**WHAT IS BEING ASKED**
Could you please reproduce the entries exactly, leaving out any pictures?

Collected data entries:

-=-=-

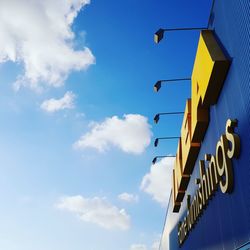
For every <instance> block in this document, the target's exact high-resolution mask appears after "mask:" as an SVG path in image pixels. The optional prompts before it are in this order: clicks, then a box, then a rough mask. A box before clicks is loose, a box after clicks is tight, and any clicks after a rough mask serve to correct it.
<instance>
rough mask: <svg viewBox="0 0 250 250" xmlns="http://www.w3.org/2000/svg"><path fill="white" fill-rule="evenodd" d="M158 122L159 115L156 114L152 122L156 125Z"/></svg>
mask: <svg viewBox="0 0 250 250" xmlns="http://www.w3.org/2000/svg"><path fill="white" fill-rule="evenodd" d="M159 120H160V114H156V115H155V117H154V122H155V123H156V124H157V123H158V121H159Z"/></svg>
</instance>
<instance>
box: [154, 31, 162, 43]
mask: <svg viewBox="0 0 250 250" xmlns="http://www.w3.org/2000/svg"><path fill="white" fill-rule="evenodd" d="M163 35H164V29H159V30H157V31H156V32H155V34H154V41H155V43H159V42H160V41H161V40H162V38H163Z"/></svg>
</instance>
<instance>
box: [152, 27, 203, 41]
mask: <svg viewBox="0 0 250 250" xmlns="http://www.w3.org/2000/svg"><path fill="white" fill-rule="evenodd" d="M180 30H207V27H202V28H176V29H158V30H157V31H156V32H155V34H154V41H155V43H159V42H160V41H161V40H162V39H163V36H164V32H168V31H180Z"/></svg>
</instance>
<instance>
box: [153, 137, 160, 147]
mask: <svg viewBox="0 0 250 250" xmlns="http://www.w3.org/2000/svg"><path fill="white" fill-rule="evenodd" d="M158 143H159V139H158V138H156V139H155V142H154V145H155V147H157V146H158Z"/></svg>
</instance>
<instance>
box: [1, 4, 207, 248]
mask: <svg viewBox="0 0 250 250" xmlns="http://www.w3.org/2000/svg"><path fill="white" fill-rule="evenodd" d="M210 6H211V1H210V0H206V1H198V0H192V1H181V0H174V1H173V0H172V1H170V0H158V1H155V0H147V1H142V0H127V1H117V0H107V1H101V0H99V1H97V0H92V1H91V2H90V1H88V0H82V1H80V0H75V1H73V0H70V1H62V0H55V1H50V0H46V1H39V0H33V1H26V0H22V1H20V0H19V1H17V0H8V1H5V0H3V1H1V3H0V30H1V32H0V92H1V98H0V115H1V125H0V138H1V140H0V149H1V150H0V171H1V175H0V197H1V207H0V212H1V213H0V221H1V223H0V248H1V249H5V250H34V249H35V250H44V249H46V250H59V249H60V250H69V249H74V250H78V249H79V250H80V249H84V250H117V249H119V250H145V249H147V250H152V249H153V250H155V249H158V248H157V247H158V242H159V240H160V234H161V231H162V228H163V224H164V217H165V212H166V204H167V202H168V196H169V193H170V180H171V176H170V172H171V167H172V165H171V164H172V162H171V160H170V159H165V160H162V161H159V162H158V163H157V164H156V165H155V166H151V160H152V159H153V157H154V156H155V155H165V154H175V151H176V145H177V142H176V141H160V143H159V146H158V147H157V148H154V146H153V141H154V138H156V137H162V136H179V131H180V126H181V121H182V117H181V116H177V117H166V116H165V117H162V118H161V120H160V122H159V123H158V124H157V125H155V124H153V117H154V115H155V114H156V113H158V112H172V111H183V110H184V106H185V101H186V98H188V97H190V83H189V82H180V83H178V84H173V85H163V86H162V89H161V90H160V91H159V92H158V93H155V92H153V85H154V83H155V82H156V81H157V80H159V79H166V78H179V77H189V76H190V75H191V72H192V67H193V61H194V57H195V52H196V47H197V42H198V36H199V34H198V33H199V32H197V31H191V32H175V33H169V34H167V35H166V36H165V38H164V40H163V41H162V42H161V43H159V44H155V43H154V42H153V34H154V32H155V31H156V30H157V29H158V28H160V27H162V28H165V27H166V28H167V27H171V28H172V27H192V26H194V27H198V26H201V27H202V26H206V25H207V20H208V16H209V11H210Z"/></svg>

-=-=-

**EXPECTED ANSWER**
For every <instance> block in this document, the target's exact high-resolution mask appears after "mask:" as an SVG path in image pixels. The optional prompts before it are in this order: clicks, then a box, then a rough mask. A box before clicks is loose, a box after clicks is tight, and any clicks after a rough mask serve to correct it.
<instance>
rough mask: <svg viewBox="0 0 250 250" xmlns="http://www.w3.org/2000/svg"><path fill="white" fill-rule="evenodd" d="M158 122L159 115L156 114L152 122L156 125Z"/></svg>
mask: <svg viewBox="0 0 250 250" xmlns="http://www.w3.org/2000/svg"><path fill="white" fill-rule="evenodd" d="M159 120H160V114H156V115H155V117H154V122H155V123H156V124H157V123H158V121H159Z"/></svg>
</instance>
<instance>
box: [154, 31, 162, 43]
mask: <svg viewBox="0 0 250 250" xmlns="http://www.w3.org/2000/svg"><path fill="white" fill-rule="evenodd" d="M163 35H164V29H159V30H157V31H156V32H155V34H154V41H155V43H159V42H160V41H161V40H162V38H163Z"/></svg>
</instance>
<instance>
box: [152, 27, 203, 41]
mask: <svg viewBox="0 0 250 250" xmlns="http://www.w3.org/2000/svg"><path fill="white" fill-rule="evenodd" d="M180 30H207V27H202V28H176V29H158V30H157V31H156V32H155V34H154V41H155V43H159V42H160V41H161V40H162V39H163V36H164V32H168V31H180Z"/></svg>
</instance>
<instance>
box: [153, 137, 160, 147]
mask: <svg viewBox="0 0 250 250" xmlns="http://www.w3.org/2000/svg"><path fill="white" fill-rule="evenodd" d="M158 143H159V139H158V138H156V139H155V142H154V145H155V147H157V146H158Z"/></svg>
</instance>
<instance>
box: [1, 4, 207, 248]
mask: <svg viewBox="0 0 250 250" xmlns="http://www.w3.org/2000/svg"><path fill="white" fill-rule="evenodd" d="M210 6H211V1H210V0H206V1H198V0H192V1H181V0H174V1H173V0H172V1H170V0H158V1H155V0H147V1H142V0H127V1H117V0H107V1H101V0H99V1H97V0H92V1H91V2H90V1H88V0H82V1H80V0H75V1H73V0H70V1H62V0H55V1H50V0H46V1H39V0H33V1H26V0H22V1H20V0H19V1H17V0H8V1H5V0H3V1H1V3H0V30H1V32H0V92H1V98H0V115H1V125H0V138H1V140H0V149H1V150H0V171H1V175H0V197H1V207H0V212H1V213H0V221H1V223H0V248H1V249H5V250H34V249H35V250H44V249H46V250H59V249H60V250H69V249H74V250H78V249H79V250H80V249H84V250H117V249H119V250H145V249H147V250H152V249H153V250H155V249H158V248H157V247H158V242H159V240H160V234H161V231H162V228H163V224H164V217H165V212H166V204H167V202H168V196H169V193H170V180H171V176H170V172H171V167H172V165H171V164H172V162H171V160H170V159H165V160H162V161H159V162H158V163H157V164H156V165H155V166H151V160H152V159H153V157H154V156H155V155H165V154H175V151H176V145H177V142H176V141H160V143H159V146H158V147H157V148H154V146H153V141H154V138H156V137H162V136H179V131H180V126H181V121H182V117H181V116H177V117H166V116H165V117H162V118H161V120H160V122H159V123H158V124H157V125H155V124H153V117H154V115H155V114H156V113H158V112H172V111H183V110H184V106H185V101H186V98H188V97H190V83H189V82H180V83H178V84H173V85H163V86H162V89H161V90H160V91H159V92H158V93H155V92H153V85H154V83H155V82H156V81H157V80H159V79H166V78H179V77H189V76H190V75H191V72H192V67H193V61H194V57H195V52H196V47H197V42H198V36H199V34H198V33H199V32H197V31H191V32H175V33H169V34H167V35H166V36H165V38H164V40H163V41H162V42H161V43H159V44H155V43H154V42H153V34H154V32H155V31H156V30H157V29H158V28H160V27H162V28H165V27H166V28H167V27H171V28H172V27H192V26H194V27H198V26H201V27H202V26H206V25H207V20H208V16H209V11H210Z"/></svg>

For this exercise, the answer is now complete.